-- Begin EXCERPTED DATA --

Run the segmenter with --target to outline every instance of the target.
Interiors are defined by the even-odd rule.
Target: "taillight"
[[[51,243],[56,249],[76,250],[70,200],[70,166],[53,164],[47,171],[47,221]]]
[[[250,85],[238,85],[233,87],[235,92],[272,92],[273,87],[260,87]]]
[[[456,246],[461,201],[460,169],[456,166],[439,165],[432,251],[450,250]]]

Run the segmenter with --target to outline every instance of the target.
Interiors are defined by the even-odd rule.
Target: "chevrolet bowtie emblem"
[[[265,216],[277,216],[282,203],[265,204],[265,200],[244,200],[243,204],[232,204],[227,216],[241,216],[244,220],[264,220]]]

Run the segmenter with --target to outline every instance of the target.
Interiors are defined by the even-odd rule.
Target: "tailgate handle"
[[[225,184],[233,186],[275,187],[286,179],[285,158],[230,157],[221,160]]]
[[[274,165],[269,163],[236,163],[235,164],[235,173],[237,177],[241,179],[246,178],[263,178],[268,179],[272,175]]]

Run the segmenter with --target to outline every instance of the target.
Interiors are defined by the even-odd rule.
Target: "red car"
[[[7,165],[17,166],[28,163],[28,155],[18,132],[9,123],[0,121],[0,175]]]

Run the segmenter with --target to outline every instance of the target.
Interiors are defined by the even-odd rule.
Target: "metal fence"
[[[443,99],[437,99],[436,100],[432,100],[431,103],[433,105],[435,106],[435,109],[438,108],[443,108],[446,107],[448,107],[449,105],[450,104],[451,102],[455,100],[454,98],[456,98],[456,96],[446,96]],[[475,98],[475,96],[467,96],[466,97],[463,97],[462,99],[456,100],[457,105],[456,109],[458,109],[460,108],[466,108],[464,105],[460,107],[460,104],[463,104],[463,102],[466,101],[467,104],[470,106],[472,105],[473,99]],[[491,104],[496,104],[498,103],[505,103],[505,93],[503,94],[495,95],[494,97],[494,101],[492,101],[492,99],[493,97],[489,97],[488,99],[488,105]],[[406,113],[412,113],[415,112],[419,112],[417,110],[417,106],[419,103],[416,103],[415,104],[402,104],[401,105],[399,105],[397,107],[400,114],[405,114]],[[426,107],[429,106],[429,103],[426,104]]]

-- End EXCERPTED DATA --

GIVEN TASK: Reproduce every item above in full, requests included, and increase each polygon coordinate in the answers by 71.

EXPECTED ANSWER:
Run the segmenter with --target to outline every instance of the target.
Interiors are defined by the even-odd rule.
Target: "taillight"
[[[122,314],[127,320],[147,321],[141,271],[141,237],[124,235],[118,242],[118,292]]]
[[[321,156],[309,156],[304,158],[306,163],[343,163],[344,158],[331,158]]]
[[[527,317],[532,272],[531,240],[527,237],[510,236],[503,322],[521,321]]]

Run the segmenter with --target to outline every instance of the target.
Interiors are defined by the even-odd rule.
Target: "chevrolet bowtie emblem"
[[[336,287],[348,287],[353,274],[336,275],[336,271],[315,271],[314,275],[303,275],[298,287],[312,287],[315,291],[335,291]]]

Run the segmenter with --target to outline every instance of the target.
Interiors are defined by the even-odd rule.
Target: "tailgate handle"
[[[296,255],[304,257],[346,258],[357,250],[356,229],[301,228],[292,231]]]
[[[345,236],[340,234],[307,234],[306,235],[306,244],[308,248],[312,250],[317,249],[334,249],[339,250],[343,246]]]

Run the segmenter with --target to outline every instance of the target.
Interiors are defined by the even-odd rule.
Target: "red car"
[[[78,236],[88,237],[99,234],[99,226],[89,203],[80,194],[71,192],[71,246]]]

Run the segmenter with --target to outline every instance of the target.
Interiors are defined by the even-odd rule.
Target: "metal fence"
[[[514,170],[508,170],[507,171],[503,171],[502,174],[504,176],[506,177],[506,180],[509,179],[514,179],[517,178],[519,178],[520,176],[521,175],[522,173],[526,171],[525,169],[527,169],[527,167],[517,167]],[[546,169],[546,167],[538,167],[537,168],[534,168],[533,170],[527,171],[528,176],[527,180],[529,180],[531,179],[537,179],[535,176],[531,178],[531,175],[534,175],[534,173],[537,172],[538,175],[541,177],[543,176],[544,170]],[[562,175],[567,175],[569,174],[576,174],[576,164],[574,165],[566,166],[565,168],[565,172],[563,172],[563,170],[564,168],[560,168],[559,170],[559,176]],[[477,184],[483,184],[486,183],[490,183],[488,181],[488,177],[490,174],[487,174],[486,175],[473,175],[472,176],[470,176],[468,178],[471,185],[476,185]],[[497,178],[500,177],[500,174],[497,175]]]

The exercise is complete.